Object position labeling entries
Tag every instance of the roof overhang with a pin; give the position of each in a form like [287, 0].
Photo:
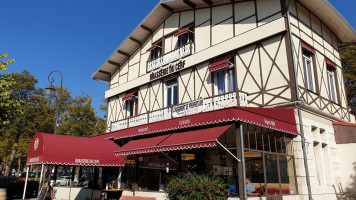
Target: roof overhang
[321, 8]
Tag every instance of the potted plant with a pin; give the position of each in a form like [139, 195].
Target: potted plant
[194, 186]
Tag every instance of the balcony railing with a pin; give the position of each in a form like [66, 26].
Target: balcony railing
[190, 108]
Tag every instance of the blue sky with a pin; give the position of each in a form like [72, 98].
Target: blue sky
[76, 37]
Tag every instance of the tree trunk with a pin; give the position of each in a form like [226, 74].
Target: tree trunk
[8, 166]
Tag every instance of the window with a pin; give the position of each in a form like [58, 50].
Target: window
[269, 160]
[131, 107]
[156, 50]
[318, 163]
[171, 92]
[224, 80]
[331, 81]
[308, 70]
[185, 36]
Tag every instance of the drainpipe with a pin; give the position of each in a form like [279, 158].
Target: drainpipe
[299, 107]
[243, 160]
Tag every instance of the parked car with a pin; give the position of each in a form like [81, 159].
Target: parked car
[62, 181]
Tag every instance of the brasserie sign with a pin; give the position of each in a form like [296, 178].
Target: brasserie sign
[170, 57]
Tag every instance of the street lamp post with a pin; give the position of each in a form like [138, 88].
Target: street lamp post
[50, 90]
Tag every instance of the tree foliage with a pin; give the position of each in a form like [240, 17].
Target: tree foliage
[77, 117]
[348, 60]
[8, 104]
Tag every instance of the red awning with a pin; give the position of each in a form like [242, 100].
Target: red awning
[70, 150]
[156, 162]
[330, 63]
[279, 119]
[188, 140]
[154, 45]
[307, 47]
[142, 145]
[216, 65]
[182, 31]
[128, 96]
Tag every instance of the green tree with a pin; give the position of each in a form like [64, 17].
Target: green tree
[8, 104]
[22, 124]
[348, 61]
[80, 119]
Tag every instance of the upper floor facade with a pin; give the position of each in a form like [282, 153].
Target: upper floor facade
[188, 57]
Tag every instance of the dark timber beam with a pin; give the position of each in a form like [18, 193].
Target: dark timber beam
[147, 29]
[208, 2]
[167, 7]
[123, 53]
[135, 40]
[114, 63]
[105, 72]
[189, 3]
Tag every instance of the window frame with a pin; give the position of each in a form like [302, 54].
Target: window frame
[330, 72]
[229, 75]
[250, 136]
[190, 37]
[309, 73]
[172, 87]
[157, 51]
[131, 107]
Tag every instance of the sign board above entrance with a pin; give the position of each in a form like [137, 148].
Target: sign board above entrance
[170, 57]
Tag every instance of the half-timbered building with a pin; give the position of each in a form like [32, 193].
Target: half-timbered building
[241, 88]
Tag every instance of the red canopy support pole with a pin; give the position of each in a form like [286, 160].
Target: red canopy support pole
[121, 169]
[24, 189]
[40, 183]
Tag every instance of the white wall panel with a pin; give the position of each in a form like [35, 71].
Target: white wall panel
[245, 25]
[135, 57]
[303, 14]
[267, 8]
[221, 13]
[201, 16]
[146, 45]
[202, 37]
[133, 71]
[222, 32]
[171, 24]
[158, 34]
[203, 81]
[186, 18]
[244, 10]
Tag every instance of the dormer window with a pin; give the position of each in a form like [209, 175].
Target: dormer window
[156, 50]
[131, 103]
[331, 68]
[308, 56]
[185, 36]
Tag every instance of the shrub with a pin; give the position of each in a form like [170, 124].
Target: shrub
[194, 186]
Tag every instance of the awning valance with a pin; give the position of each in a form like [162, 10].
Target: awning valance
[128, 96]
[216, 65]
[307, 47]
[330, 63]
[177, 141]
[70, 150]
[279, 119]
[182, 31]
[154, 46]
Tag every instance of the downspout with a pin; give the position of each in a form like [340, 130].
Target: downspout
[299, 107]
[243, 160]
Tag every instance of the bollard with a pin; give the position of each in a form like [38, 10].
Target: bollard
[2, 193]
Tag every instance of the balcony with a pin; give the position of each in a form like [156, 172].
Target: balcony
[190, 108]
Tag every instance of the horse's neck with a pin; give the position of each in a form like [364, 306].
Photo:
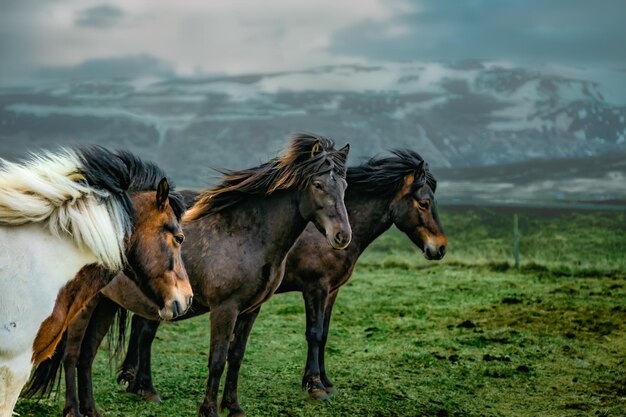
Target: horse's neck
[369, 218]
[70, 301]
[268, 226]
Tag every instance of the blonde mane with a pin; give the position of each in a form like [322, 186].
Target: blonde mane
[53, 189]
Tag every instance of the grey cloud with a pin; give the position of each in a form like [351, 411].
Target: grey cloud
[573, 32]
[102, 16]
[109, 68]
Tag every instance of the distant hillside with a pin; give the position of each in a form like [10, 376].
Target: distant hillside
[591, 181]
[470, 114]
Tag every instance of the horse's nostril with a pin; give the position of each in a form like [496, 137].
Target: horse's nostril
[177, 309]
[341, 238]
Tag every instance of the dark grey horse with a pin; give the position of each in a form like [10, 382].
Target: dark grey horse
[237, 239]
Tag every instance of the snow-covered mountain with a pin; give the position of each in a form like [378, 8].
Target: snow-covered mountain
[467, 114]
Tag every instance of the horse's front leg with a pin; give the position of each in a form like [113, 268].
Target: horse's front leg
[235, 356]
[314, 301]
[328, 311]
[98, 327]
[223, 320]
[14, 373]
[137, 369]
[71, 352]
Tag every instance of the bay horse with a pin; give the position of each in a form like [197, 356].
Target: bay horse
[399, 190]
[69, 221]
[252, 220]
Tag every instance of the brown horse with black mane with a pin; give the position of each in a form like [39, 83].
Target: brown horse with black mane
[69, 221]
[252, 219]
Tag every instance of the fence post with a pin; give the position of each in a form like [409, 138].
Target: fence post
[516, 240]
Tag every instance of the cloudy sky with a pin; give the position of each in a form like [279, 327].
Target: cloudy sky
[164, 37]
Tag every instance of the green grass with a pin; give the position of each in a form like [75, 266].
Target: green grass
[468, 336]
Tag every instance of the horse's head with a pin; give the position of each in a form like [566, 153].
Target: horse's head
[153, 250]
[414, 211]
[321, 199]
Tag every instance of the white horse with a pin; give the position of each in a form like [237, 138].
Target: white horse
[58, 213]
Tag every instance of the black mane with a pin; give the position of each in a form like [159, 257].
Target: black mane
[307, 155]
[384, 176]
[121, 172]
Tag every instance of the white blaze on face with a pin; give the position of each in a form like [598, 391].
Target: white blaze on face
[34, 266]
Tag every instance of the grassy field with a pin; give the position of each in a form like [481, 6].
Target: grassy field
[467, 336]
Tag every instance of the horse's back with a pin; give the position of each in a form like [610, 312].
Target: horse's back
[34, 266]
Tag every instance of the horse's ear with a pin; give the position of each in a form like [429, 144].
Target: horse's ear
[163, 193]
[420, 172]
[317, 147]
[343, 153]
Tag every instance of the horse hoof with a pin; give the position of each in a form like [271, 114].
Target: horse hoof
[318, 394]
[71, 413]
[207, 411]
[151, 397]
[92, 413]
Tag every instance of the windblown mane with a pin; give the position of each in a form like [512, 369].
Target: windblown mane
[307, 155]
[384, 176]
[81, 193]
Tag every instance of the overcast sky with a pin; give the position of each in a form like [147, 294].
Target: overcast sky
[161, 37]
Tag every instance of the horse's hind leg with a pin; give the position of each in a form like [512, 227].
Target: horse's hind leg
[223, 319]
[75, 334]
[235, 356]
[136, 369]
[99, 324]
[330, 302]
[14, 374]
[314, 301]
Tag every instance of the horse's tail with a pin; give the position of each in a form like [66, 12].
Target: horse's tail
[47, 375]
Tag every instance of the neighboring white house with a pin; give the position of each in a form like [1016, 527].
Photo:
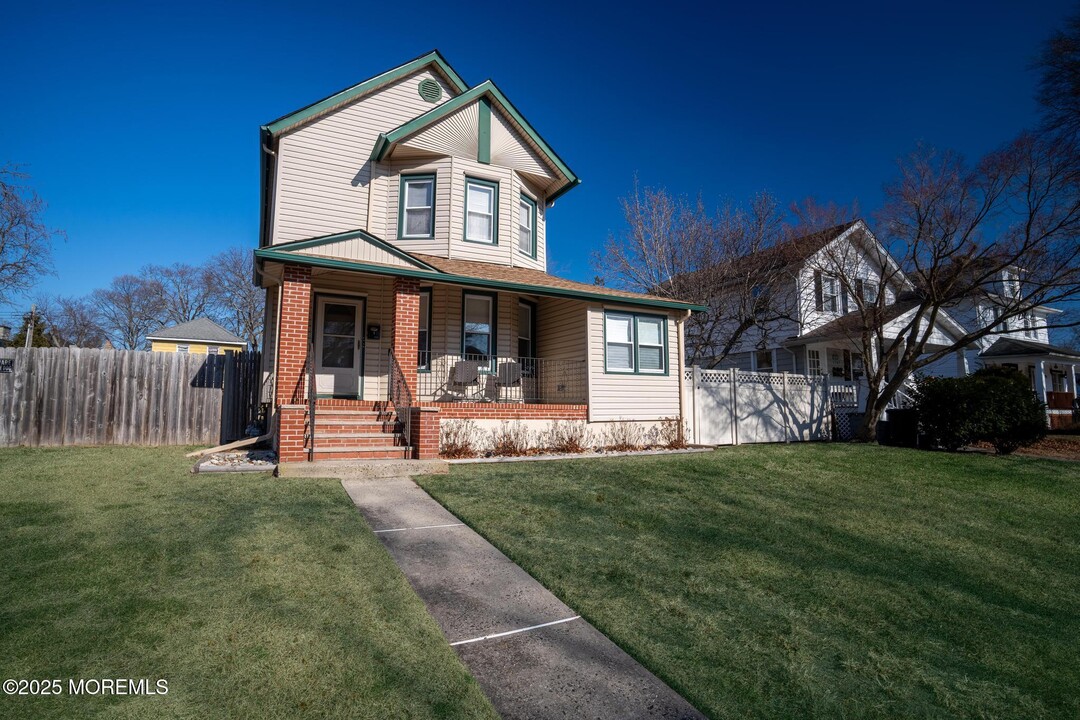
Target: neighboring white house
[404, 250]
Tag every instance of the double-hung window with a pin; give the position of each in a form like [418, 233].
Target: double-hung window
[477, 336]
[417, 218]
[527, 227]
[482, 215]
[635, 343]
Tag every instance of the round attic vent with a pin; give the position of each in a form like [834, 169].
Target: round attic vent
[430, 90]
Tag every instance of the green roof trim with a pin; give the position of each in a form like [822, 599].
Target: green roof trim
[434, 57]
[435, 275]
[338, 236]
[486, 89]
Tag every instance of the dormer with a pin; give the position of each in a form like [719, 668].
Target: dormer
[418, 159]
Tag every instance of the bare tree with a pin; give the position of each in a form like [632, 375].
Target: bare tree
[71, 322]
[956, 232]
[676, 248]
[185, 291]
[238, 301]
[25, 240]
[1060, 83]
[129, 309]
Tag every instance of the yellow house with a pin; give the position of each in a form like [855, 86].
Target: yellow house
[199, 337]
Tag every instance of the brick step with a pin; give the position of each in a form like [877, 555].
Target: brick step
[364, 453]
[342, 425]
[375, 439]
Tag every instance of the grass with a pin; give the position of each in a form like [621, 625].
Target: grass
[254, 597]
[811, 581]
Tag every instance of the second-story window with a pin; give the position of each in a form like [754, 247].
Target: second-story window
[418, 206]
[527, 227]
[482, 216]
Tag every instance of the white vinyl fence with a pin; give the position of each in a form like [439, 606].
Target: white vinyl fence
[732, 407]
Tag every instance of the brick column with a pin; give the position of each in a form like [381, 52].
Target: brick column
[295, 330]
[405, 328]
[426, 433]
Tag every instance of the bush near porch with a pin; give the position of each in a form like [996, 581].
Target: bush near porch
[810, 581]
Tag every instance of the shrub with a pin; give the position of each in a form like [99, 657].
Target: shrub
[623, 436]
[994, 404]
[511, 438]
[567, 436]
[671, 434]
[458, 438]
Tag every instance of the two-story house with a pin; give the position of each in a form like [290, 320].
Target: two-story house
[820, 331]
[404, 252]
[1021, 342]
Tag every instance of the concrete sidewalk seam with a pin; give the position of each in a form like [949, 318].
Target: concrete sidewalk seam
[523, 629]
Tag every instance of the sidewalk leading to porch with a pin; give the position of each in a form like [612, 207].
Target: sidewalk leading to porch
[532, 655]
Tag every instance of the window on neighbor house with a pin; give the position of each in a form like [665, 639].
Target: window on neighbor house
[634, 343]
[418, 206]
[482, 198]
[826, 291]
[477, 337]
[527, 227]
[423, 335]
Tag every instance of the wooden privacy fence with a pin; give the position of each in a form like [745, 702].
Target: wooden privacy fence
[732, 407]
[81, 396]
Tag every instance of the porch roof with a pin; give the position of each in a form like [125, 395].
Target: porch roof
[1015, 348]
[468, 273]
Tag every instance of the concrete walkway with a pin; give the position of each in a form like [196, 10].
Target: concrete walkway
[565, 668]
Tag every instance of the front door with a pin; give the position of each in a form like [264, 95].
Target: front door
[339, 347]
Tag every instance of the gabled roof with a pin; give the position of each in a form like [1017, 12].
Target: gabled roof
[304, 114]
[460, 272]
[488, 91]
[201, 329]
[1013, 348]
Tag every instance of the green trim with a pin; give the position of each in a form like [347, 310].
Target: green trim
[434, 57]
[484, 132]
[325, 240]
[436, 276]
[634, 343]
[487, 89]
[427, 368]
[536, 233]
[401, 205]
[495, 212]
[495, 325]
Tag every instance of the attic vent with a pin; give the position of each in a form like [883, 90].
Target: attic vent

SET PROBLEM: In the records above, find the line containing "Tag every instance of the gabled"; please retype it and every line after it through the last line, exactly and with nothing else.

ANSWER FOR THE TASK:
Tag every instance of the gabled roof with a pin; give the position of each in a form like [1017, 12].
Target: gabled roof
[304, 114]
[460, 272]
[488, 91]
[201, 329]
[1013, 348]
Tag every instance of the green trim with a pin; give the position of each in a form like [347, 310].
Target: green trim
[434, 57]
[484, 132]
[325, 240]
[436, 276]
[634, 343]
[487, 89]
[427, 368]
[536, 233]
[401, 205]
[495, 212]
[495, 325]
Tag every instance of the attic vent with a pin; give the position of each in a form like [883, 90].
Target: attic vent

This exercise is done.